## SET OF TASKS
**1)** Answer these questions about the Selinon migration passage, one answer a line, marked as the questions are:
(a) What happens if the same migration is generated multiple times?
(b) What tool is used to generate migrations?
(c) Where does Selinon implicitly take migration_dir from?
**2)** Rewrite everything from "If you would" down to "in undefined behaviour." in the Selinon migration passage, replacing "tainted flow strategy" with "tainted flow policy".

## DOCUMENT PASSAGE
=-=-=-=-=

If you would like to perform more changes that should trigger different migration strategies, it’s perfectly okay to generate multiple migrations and apply them with different tainted flow strategy based on the flow state in your deployment. Migrations get applied based on migration versions (incrementally) as you would expect respecting tainted flow strategy.
Danger
Make sure you do not generate the same migration multiple times. That would resolve in undefined behaviour.
Generating migrations¶
Migrations can be generated using the Selinon CLI. It operates either on explicitly supplied old and new configuration files on which the migration is computed or you can use the built in support for Git VCS. Selinon in that case checks Git history for older versions of configuration files supplied.
$ # Add --verbose parameters for noisy output, use git to retrieve old configuration files. Path to migration_dir will be taken from nodes.yaml.
$ selinon-cli -vvv migrate --flow-definitions myapp/flows/*.yaml --nodes-definition myapp/nodes.yaml --git
You can also explicitly adjust migration directory. Implicitly Selinon will take into account migration_dir
stated in the global section of nodes.yaml
file. Also make sure you are pointing to the right directory as migrations files are numbered incrementally so Selinon needs to know the previous migration version that is distinguished based on presence of migration files in the migration_dir
directory.

=-=-=-=-=

## DATA EXTRACT
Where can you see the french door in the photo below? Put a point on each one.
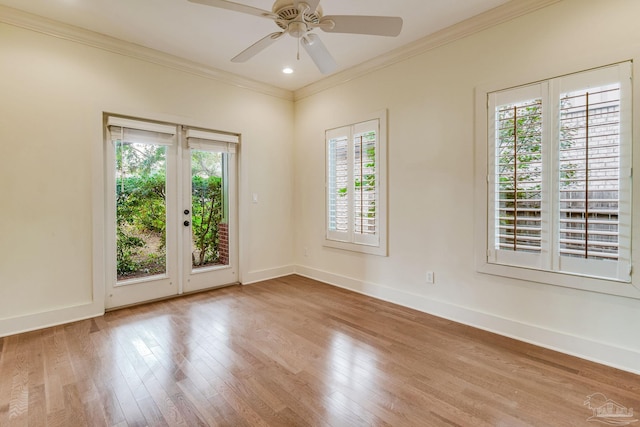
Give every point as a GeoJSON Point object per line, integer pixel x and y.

=-=-=-=-=

## TASK-BY-TASK SOLUTIONS
**1)**
(a) It would result in undefined behaviour.
(b) The Selinon CLI.
(c) From the global section of nodes.yaml.

**2)**
If you would like to perform more changes that should trigger different migration strategies, it’s perfectly okay to generate multiple migrations and apply them with different tainted flow policy based on the flow state in your deployment. Migrations get applied based on migration versions (incrementally) as you would expect respecting tainted flow policy.
Danger
Make sure you do not generate the same migration multiple times. That would resolve in undefined behaviour.